TEXTO DEL EJERCICIO:

————————

Sin embargo, organizaciones como Dejusticia han advertido que el interés corporativo sobre esta industria puede ser problemático. En el documento Principios para una regulación responsable del uso adulto del cannabis en Colombia, de 2018, manifiestan que el interés de inversionistas por instalarse en Colombia, dadas las condiciones geográficas, climáticas e históricas para el cultivo de marihuana, debe tener en cuenta una regulación “que sitúe como protagonista a las poblaciones rurales, bien sean campesinas, indígenas o
afrodescendientes”.

Esta regulación se considera fundamental, pues de lo contrario lo lucrativo del negocio puede perfectamente quedar por fuera del alcance de las poblaciones más inmediatas y necesitadas de las zonas de cultivo. Por ejemplo, se reporta que a septiembre de 2018 al menos siete compañías canadienses habían instalado sus negocios en Colombia, con un bajo nivel de involucramiento de comunidades campesinas e indígenas.

Un futuro cannábico más equitativo

 

¿Cómo conciliar una tendencia de consumo cada vez más aceptada en esferas sociales con privilegios, con una guerra que sigue golpeando a los más vulnerables? La prohibición no desincentiva la producción o el consumo, pero sí promueve una respuesta institucional militar que en el caso colombiano ha afectado durante décadas a poblaciones empobrecidas y racializadas. Si se mira el consumo, la prohibición tampoco ha dejado un buen balance. El punitivismo y la estigmatización arrojan a los consumidores a prácticas inseguras basadas
en la desinformación.

Hablar de consumo responsable es, según diferentes investigaciones, una forma de encarar el uso de las drogas desde una mirada más aterrizada en un enfoque de salud pública y de protección de los derechos humanos. Como lo indica la Drug Policy Alliance (Alianza para las Políticas de Drogas), imaginan “una sociedad justa en la que el uso y regulación de las drogas se basen en la ciencia, la compasión, la salud y los derechos humanos”.

Para algunos de los críticos de la política prohibicionista, estos enfoques han generado más daños que las mismas drogas. Ahora que el valor medicinal de las plantas es tan atractivo para la industria farmacéutica, les queda un sinsabor. Saben que la posible regulación se mueve porque hay un interés en el mercado con organizaciones que tienen más poder que el movimiento social. “El lío con esto es que al regularizarse con apoyo del mercado las drogas se hacen funcionales al sistema. Bacano que se regularicen, pero no así si el argumento es económico y de beneficios para las empresas”, comenta Levinson Niño.

————————

REGISTROS LISTADOS:
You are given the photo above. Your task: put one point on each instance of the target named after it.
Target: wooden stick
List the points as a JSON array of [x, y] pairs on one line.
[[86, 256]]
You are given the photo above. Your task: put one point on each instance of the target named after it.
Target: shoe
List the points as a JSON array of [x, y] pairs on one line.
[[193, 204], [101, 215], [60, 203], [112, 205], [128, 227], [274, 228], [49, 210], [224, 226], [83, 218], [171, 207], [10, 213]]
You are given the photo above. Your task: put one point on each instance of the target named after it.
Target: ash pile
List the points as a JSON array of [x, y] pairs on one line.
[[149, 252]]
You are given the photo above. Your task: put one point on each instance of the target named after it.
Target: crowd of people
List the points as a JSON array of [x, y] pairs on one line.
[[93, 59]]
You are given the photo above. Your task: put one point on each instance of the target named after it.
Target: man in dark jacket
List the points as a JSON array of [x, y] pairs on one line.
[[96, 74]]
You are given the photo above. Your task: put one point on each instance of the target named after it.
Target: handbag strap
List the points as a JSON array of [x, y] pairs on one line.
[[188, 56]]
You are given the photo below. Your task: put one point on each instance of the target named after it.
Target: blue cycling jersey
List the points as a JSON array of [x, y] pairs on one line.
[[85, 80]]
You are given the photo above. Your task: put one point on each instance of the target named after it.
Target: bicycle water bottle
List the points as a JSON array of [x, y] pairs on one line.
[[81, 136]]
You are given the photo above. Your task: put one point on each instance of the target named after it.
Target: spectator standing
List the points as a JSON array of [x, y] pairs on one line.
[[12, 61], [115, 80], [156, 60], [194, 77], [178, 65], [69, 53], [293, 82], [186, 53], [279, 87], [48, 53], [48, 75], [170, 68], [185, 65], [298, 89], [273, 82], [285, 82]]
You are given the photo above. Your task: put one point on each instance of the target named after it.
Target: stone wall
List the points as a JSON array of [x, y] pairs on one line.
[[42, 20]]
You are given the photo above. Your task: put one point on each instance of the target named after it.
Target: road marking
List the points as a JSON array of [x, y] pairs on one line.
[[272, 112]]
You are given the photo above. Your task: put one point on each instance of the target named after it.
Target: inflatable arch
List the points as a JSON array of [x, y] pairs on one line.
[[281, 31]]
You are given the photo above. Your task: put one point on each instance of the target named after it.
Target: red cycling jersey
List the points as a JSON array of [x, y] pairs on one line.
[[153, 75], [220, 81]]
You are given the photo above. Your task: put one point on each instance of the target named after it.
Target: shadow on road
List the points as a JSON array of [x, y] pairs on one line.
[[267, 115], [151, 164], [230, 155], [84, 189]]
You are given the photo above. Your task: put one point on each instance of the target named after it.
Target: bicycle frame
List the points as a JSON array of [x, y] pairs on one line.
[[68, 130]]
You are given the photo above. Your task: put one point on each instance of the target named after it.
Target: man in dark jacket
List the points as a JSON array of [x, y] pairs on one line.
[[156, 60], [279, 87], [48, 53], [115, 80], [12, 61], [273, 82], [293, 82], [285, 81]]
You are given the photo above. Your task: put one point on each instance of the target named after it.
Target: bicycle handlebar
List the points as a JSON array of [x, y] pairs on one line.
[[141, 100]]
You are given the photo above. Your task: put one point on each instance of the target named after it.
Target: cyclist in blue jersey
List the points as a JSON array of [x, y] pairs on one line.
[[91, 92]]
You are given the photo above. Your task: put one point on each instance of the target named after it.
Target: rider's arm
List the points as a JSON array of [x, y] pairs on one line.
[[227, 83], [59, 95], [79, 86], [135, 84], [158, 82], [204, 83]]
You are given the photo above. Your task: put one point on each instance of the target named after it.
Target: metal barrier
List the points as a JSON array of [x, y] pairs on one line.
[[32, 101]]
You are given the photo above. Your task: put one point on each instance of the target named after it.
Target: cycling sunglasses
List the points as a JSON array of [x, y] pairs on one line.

————————

TAREA: Copia el fragmento del texto sobre la regulación del cannabis que va entre "Un futuro cannábico" y "en la desinformación.", ambos incluidos.

RESPUESTA ESPERADA:
Un futuro cannábico más equitativo

 

¿Cómo conciliar una tendencia de consumo cada vez más aceptada en esferas sociales con privilegios, con una guerra que sigue golpeando a los más vulnerables? La prohibición no desincentiva la producción o el consumo, pero sí promueve una respuesta institucional militar que en el caso colombiano ha afectado durante décadas a poblaciones empobrecidas y racializadas. Si se mira el consumo, la prohibición tampoco ha dejado un buen balance. El punitivismo y la estigmatización arrojan a los consumidores a prácticas inseguras basadas
en la desinformación.